The Pleasure of My Company
- Author: Steve Martin
- Cover artist: Doyle Partners
- Language: English
- Publisher: Hyperion
- Publication date: October 1, 2003
- Publication place: United States
- Published in English: 2003
- Media type: Print (hardback & paperback)
- Pages: 176 pp
- ISBN: 0-7868-6921-6
- OCLC: 51983421
- Dewey Decimal: 813/.54 21
- LC Class: PS3563.A7293 P57 2003
- Preceded by: Shopgirl (2001)
- Followed by: Born Standing Up (2007)

= The Pleasure of My Company =

2003 novel by Steve Martin

The Pleasure of My Company is a 2003 novel by Steve Martin, which tells the story of the life of Daniel Pecan Cambridge, an introverted young man with obsessive–compulsive disorder (OCD). The novel revolves around Daniel, his obsessions, and his interactions with the world around his home in Santa Monica, California.

==Characters==

Daniel Pecan Cambridge is the book's protagonist. Daniel has obsessive–compulsive disorder, and thus acts out compulsive behaviors such as stepping over cracks in the sidewalk.

Elizabeth Warner is a real estate agent whom Daniel falls in love with from afar.

Zandy is a pharmacist at the local Rite Aid whom Daniel develops a crush on before he meets her.

Daniel's grandmother is a kind, wealthy woman who sends him letters and checks throughout the novel.

Philipa is an intelligent and attractive actress who lives upstairs from Daniel with her boyfriend Brian and her dog Tiger. She is one of Daniel's closest friends.

__Supplied material__.
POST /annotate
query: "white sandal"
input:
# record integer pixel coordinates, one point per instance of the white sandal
--
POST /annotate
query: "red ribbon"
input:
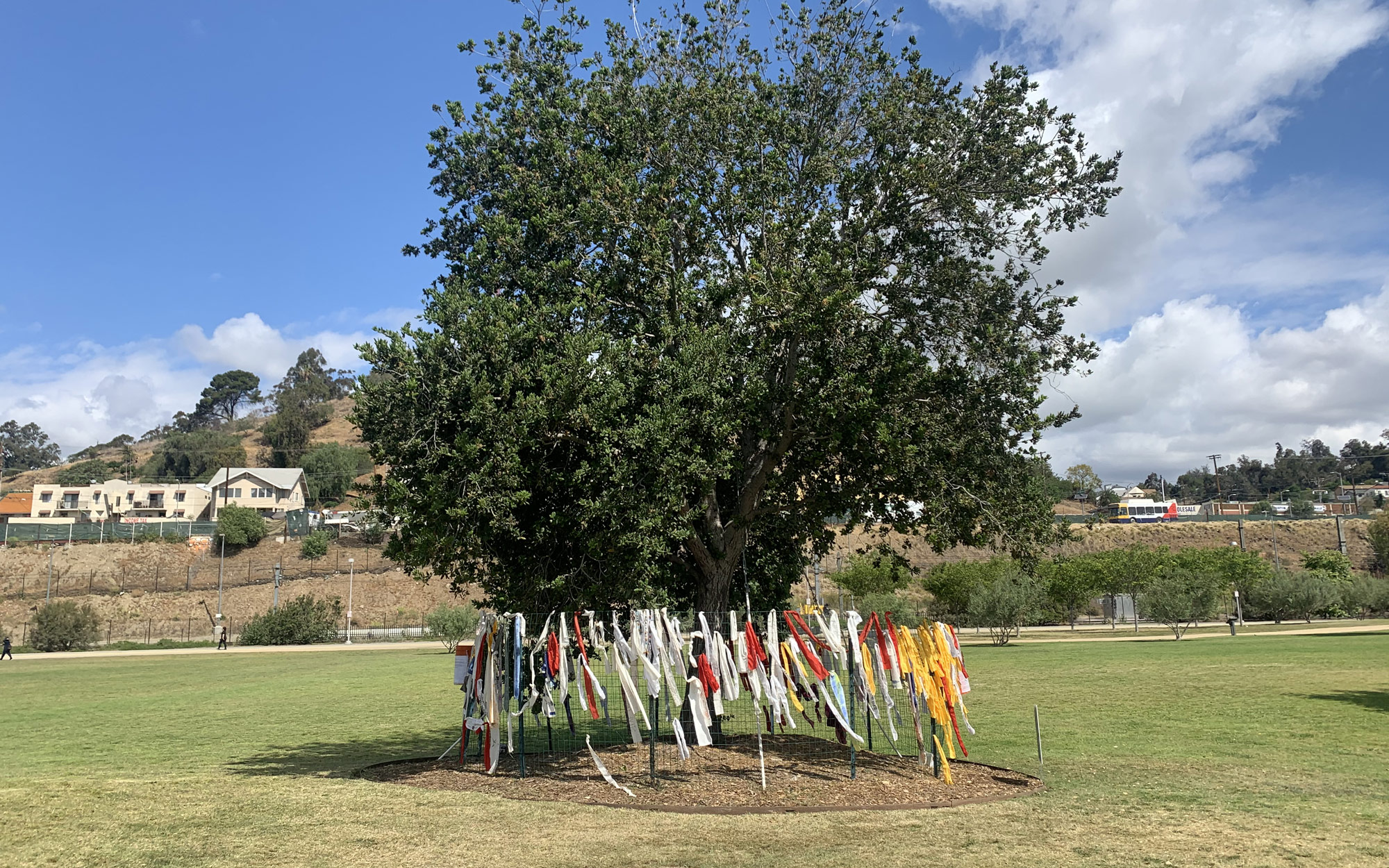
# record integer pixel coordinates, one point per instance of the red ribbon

__Exercises to complete__.
(1) In the text on The Pleasure of My Company, why does Daniel step over cracks in the sidewalk? Answer in one to three sentences.
(2) From the text on The Pleasure of My Company, output the words starting with "Daniel Pecan Cambridge is" and going on through "with from afar.".
The material has nothing to do with what follows.

__Answers given__.
(1) Daniel steps over cracks in the sidewalk because he has obsessive–compulsive disorder. This leads him to act out compulsive behaviors like that one.

(2)
Daniel Pecan Cambridge is the book's protagonist. Daniel has obsessive–compulsive disorder, and thus acts out compulsive behaviors such as stepping over cracks in the sidewalk.

Elizabeth Warner is a real estate agent whom Daniel falls in love with from afar.